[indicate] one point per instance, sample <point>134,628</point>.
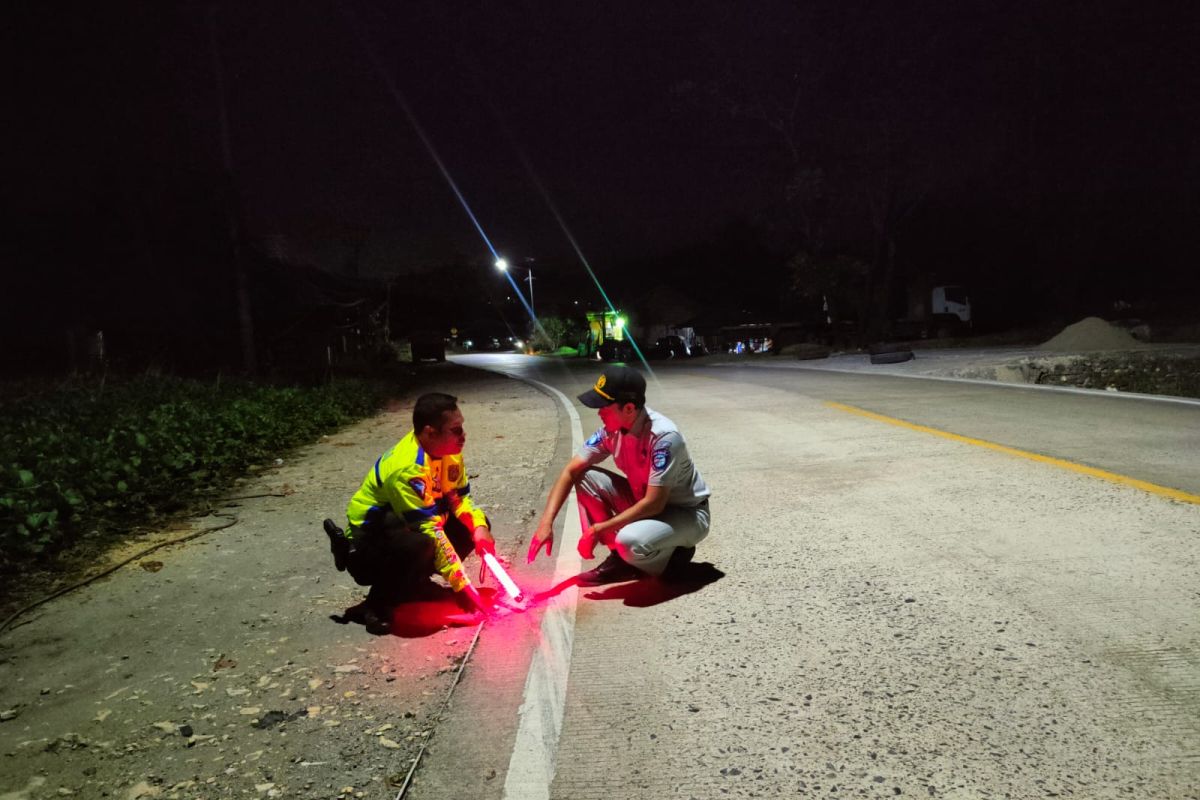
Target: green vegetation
<point>84,456</point>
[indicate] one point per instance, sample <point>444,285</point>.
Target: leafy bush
<point>82,457</point>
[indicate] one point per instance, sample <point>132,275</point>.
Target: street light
<point>503,266</point>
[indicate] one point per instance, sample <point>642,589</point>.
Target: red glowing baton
<point>493,564</point>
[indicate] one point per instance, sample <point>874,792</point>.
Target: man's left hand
<point>484,541</point>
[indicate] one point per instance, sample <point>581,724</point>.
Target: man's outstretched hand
<point>541,537</point>
<point>587,545</point>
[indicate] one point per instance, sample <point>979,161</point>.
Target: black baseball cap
<point>616,385</point>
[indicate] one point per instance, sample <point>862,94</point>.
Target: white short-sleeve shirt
<point>652,452</point>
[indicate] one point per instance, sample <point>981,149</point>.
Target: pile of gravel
<point>1092,334</point>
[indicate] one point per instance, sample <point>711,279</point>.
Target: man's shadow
<point>425,613</point>
<point>649,591</point>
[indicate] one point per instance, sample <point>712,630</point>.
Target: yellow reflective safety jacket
<point>424,492</point>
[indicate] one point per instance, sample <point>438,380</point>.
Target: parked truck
<point>935,312</point>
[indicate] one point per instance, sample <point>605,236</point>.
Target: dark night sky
<point>643,120</point>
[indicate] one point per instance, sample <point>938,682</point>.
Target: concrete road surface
<point>912,589</point>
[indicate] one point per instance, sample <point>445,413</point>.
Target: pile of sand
<point>1092,334</point>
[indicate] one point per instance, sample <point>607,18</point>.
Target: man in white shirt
<point>654,515</point>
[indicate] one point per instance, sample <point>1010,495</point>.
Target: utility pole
<point>241,283</point>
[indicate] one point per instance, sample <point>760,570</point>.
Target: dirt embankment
<point>1096,354</point>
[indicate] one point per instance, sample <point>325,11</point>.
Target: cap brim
<point>592,398</point>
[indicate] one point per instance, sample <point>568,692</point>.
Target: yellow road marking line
<point>1125,480</point>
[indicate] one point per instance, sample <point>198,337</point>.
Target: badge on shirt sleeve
<point>660,457</point>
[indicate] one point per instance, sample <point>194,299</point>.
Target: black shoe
<point>376,619</point>
<point>339,545</point>
<point>377,623</point>
<point>612,570</point>
<point>678,563</point>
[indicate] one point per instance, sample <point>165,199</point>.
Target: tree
<point>555,332</point>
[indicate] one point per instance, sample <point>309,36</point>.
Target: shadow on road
<point>435,609</point>
<point>648,591</point>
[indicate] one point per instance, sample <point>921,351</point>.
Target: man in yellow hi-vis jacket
<point>413,516</point>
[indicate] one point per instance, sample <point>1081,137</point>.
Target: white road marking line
<point>535,749</point>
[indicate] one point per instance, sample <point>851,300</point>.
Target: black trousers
<point>396,559</point>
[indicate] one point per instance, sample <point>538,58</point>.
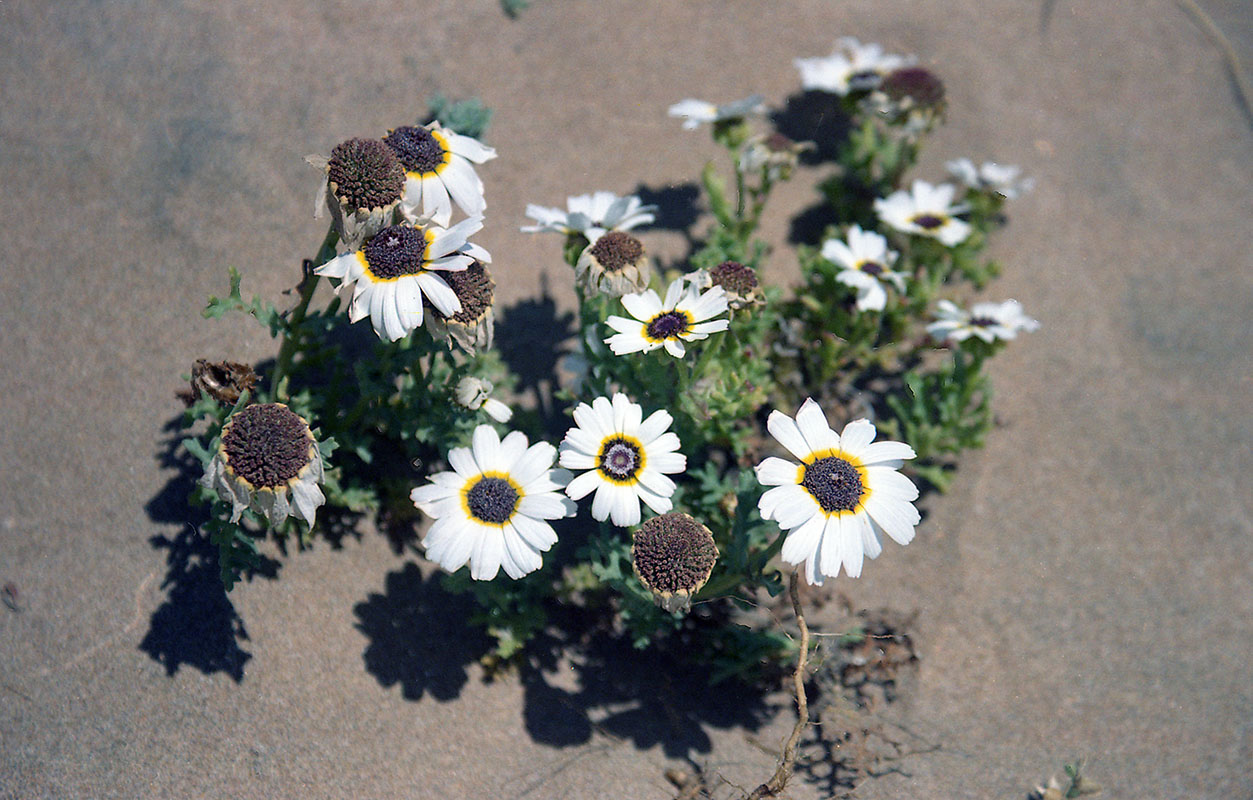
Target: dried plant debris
<point>1076,785</point>
<point>222,380</point>
<point>868,663</point>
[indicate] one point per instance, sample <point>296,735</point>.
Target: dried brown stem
<point>787,763</point>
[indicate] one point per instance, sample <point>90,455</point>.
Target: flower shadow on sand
<point>420,636</point>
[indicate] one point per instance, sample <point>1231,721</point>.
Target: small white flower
<point>627,459</point>
<point>682,316</point>
<point>399,266</point>
<point>925,210</point>
<point>840,498</point>
<point>1003,179</point>
<point>851,67</point>
<point>696,112</point>
<point>266,450</point>
<point>866,261</point>
<point>491,509</point>
<point>475,393</point>
<point>437,172</point>
<point>987,321</point>
<point>590,215</point>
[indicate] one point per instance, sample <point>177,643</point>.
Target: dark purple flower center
<point>833,483</point>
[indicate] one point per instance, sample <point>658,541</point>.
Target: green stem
<point>308,284</point>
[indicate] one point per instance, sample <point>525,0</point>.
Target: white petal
<point>895,517</point>
<point>787,434</point>
<point>776,472</point>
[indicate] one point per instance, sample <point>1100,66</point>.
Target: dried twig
<point>776,784</point>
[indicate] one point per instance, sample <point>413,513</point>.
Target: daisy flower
<point>925,210</point>
<point>990,177</point>
<point>265,452</point>
<point>866,262</point>
<point>673,556</point>
<point>627,459</point>
<point>682,316</point>
<point>696,112</point>
<point>400,266</point>
<point>439,172</point>
<point>840,498</point>
<point>987,321</point>
<point>851,67</point>
<point>590,215</point>
<point>362,186</point>
<point>491,509</point>
<point>614,263</point>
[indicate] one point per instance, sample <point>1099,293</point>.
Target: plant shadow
<point>197,626</point>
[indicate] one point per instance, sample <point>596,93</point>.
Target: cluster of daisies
<point>405,262</point>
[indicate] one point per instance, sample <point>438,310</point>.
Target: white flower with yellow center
<point>491,509</point>
<point>866,263</point>
<point>925,210</point>
<point>684,315</point>
<point>987,321</point>
<point>840,498</point>
<point>265,452</point>
<point>590,215</point>
<point>400,265</point>
<point>696,112</point>
<point>627,459</point>
<point>851,67</point>
<point>439,172</point>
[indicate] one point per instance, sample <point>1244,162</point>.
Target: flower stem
<point>776,784</point>
<point>308,284</point>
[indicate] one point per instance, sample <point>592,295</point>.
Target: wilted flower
<point>866,263</point>
<point>627,458</point>
<point>590,215</point>
<point>491,509</point>
<point>774,153</point>
<point>263,452</point>
<point>840,498</point>
<point>401,265</point>
<point>475,393</point>
<point>991,177</point>
<point>851,67</point>
<point>673,556</point>
<point>925,210</point>
<point>613,263</point>
<point>362,186</point>
<point>474,325</point>
<point>987,321</point>
<point>696,112</point>
<point>682,316</point>
<point>439,172</point>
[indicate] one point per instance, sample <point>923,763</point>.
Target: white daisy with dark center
<point>397,267</point>
<point>684,315</point>
<point>493,509</point>
<point>439,172</point>
<point>627,459</point>
<point>590,215</point>
<point>843,494</point>
<point>925,210</point>
<point>867,265</point>
<point>266,452</point>
<point>696,112</point>
<point>987,321</point>
<point>673,556</point>
<point>851,67</point>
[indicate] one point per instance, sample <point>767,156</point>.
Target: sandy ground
<point>1084,589</point>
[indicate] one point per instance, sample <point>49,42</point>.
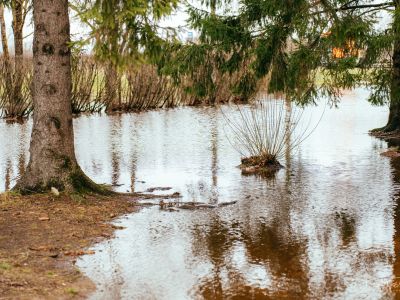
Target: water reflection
<point>327,225</point>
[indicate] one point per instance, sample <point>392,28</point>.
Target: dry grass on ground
<point>41,237</point>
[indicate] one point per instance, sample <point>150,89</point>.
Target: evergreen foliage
<point>293,42</point>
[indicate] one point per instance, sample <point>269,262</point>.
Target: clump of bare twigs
<point>144,89</point>
<point>265,131</point>
<point>88,85</point>
<point>15,90</point>
<point>138,88</point>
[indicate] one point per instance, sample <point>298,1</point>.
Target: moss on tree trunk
<point>52,155</point>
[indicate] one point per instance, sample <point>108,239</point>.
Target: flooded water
<point>326,226</point>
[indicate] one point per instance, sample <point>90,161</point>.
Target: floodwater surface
<point>326,226</point>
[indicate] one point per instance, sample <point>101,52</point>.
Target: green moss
<point>84,185</point>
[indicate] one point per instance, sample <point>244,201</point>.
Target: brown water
<point>324,227</point>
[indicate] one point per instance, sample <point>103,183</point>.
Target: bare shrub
<point>88,87</point>
<point>15,104</point>
<point>143,89</point>
<point>265,131</point>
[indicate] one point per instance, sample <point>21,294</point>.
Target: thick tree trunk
<point>52,158</point>
<point>394,115</point>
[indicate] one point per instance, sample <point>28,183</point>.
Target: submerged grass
<point>265,131</point>
<point>138,88</point>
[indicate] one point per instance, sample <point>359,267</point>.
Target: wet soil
<point>41,237</point>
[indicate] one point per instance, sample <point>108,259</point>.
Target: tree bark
<point>52,155</point>
<point>18,26</point>
<point>4,41</point>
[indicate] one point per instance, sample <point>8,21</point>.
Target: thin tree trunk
<point>4,41</point>
<point>52,156</point>
<point>18,25</point>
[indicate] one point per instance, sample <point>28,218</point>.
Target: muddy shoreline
<point>42,236</point>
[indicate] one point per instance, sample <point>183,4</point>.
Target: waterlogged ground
<point>326,226</point>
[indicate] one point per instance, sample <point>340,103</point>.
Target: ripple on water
<point>325,225</point>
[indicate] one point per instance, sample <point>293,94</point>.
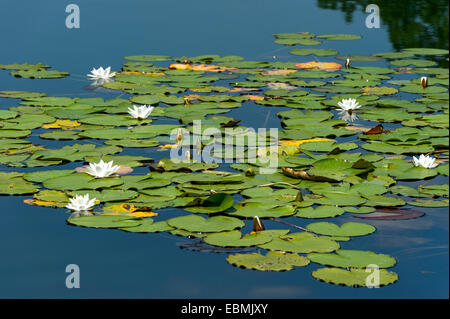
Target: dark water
<point>36,244</point>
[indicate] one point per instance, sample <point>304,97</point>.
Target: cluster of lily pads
<point>317,177</point>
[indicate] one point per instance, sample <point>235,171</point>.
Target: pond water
<point>36,244</point>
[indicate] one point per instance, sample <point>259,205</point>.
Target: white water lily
<point>425,161</point>
<point>101,74</point>
<point>81,203</point>
<point>102,169</point>
<point>348,105</point>
<point>347,116</point>
<point>140,112</point>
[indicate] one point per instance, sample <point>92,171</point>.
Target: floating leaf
<point>352,258</point>
<point>234,238</point>
<point>105,221</point>
<point>198,224</point>
<point>301,243</point>
<point>354,277</point>
<point>273,261</point>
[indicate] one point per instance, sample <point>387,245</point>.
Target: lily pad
<point>352,258</point>
<point>273,261</point>
<point>105,221</point>
<point>198,224</point>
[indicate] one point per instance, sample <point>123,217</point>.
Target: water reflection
<point>410,23</point>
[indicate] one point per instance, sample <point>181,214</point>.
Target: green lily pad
<point>213,204</point>
<point>105,221</point>
<point>319,212</point>
<point>317,52</point>
<point>302,242</point>
<point>234,238</point>
<point>273,261</point>
<point>148,225</point>
<point>354,277</point>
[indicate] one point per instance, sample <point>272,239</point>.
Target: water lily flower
<point>81,203</point>
<point>349,105</point>
<point>102,169</point>
<point>425,161</point>
<point>100,73</point>
<point>140,112</point>
<point>179,137</point>
<point>424,81</point>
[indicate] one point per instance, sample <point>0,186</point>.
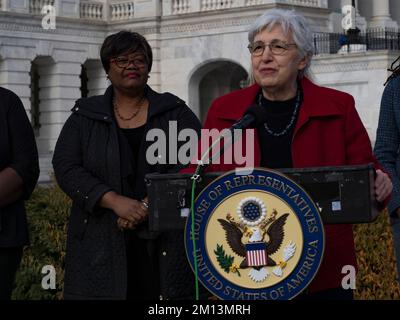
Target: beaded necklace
<point>292,120</point>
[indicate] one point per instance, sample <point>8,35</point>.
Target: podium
<point>343,194</point>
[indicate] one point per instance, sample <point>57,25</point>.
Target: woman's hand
<point>383,185</point>
<point>124,224</point>
<point>126,208</point>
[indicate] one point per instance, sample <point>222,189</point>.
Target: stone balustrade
<point>122,11</point>
<point>35,6</point>
<point>91,10</point>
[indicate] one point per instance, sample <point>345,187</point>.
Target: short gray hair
<point>291,22</point>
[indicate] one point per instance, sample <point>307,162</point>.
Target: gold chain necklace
<point>135,113</point>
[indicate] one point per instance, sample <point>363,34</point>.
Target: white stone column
<point>68,8</point>
<point>97,82</point>
<point>14,75</point>
<point>59,89</point>
<point>166,7</point>
<point>361,22</point>
<point>147,8</point>
<point>381,15</point>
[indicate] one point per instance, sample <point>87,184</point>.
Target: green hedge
<point>48,212</point>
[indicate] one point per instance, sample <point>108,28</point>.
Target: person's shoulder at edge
<point>394,83</point>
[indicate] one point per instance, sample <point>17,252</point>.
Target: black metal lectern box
<point>343,194</point>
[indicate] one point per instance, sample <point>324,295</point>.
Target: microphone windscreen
<point>260,116</point>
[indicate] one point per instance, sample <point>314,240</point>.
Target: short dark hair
<point>124,42</point>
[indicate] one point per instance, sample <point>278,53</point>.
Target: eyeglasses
<point>124,62</point>
<point>277,47</point>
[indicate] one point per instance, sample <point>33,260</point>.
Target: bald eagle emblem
<point>256,239</point>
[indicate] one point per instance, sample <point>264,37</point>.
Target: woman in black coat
<point>100,162</point>
<point>19,172</point>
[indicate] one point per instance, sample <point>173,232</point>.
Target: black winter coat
<point>18,151</point>
<point>90,159</point>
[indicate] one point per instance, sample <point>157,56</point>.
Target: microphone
<point>252,118</point>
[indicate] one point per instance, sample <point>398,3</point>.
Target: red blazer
<point>328,132</point>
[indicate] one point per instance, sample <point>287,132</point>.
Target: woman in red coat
<point>307,126</point>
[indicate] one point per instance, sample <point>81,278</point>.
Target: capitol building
<point>51,58</point>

================================

(What to produce) Given the records above, reproduce precisely and only the lines between the line holding "Target: shadow on road" and the line holding "instance, sample <point>851,300</point>.", inclusive.

(Task output)
Target: shadow on road
<point>435,609</point>
<point>648,591</point>
[indicate] one point per instance, sample <point>921,351</point>.
Target: man in yellow hi-vis jacket
<point>413,516</point>
[indicate] one point per instance, sample <point>1081,137</point>.
Target: white road marking line
<point>535,749</point>
[indicate] one point per instance, sample <point>851,300</point>.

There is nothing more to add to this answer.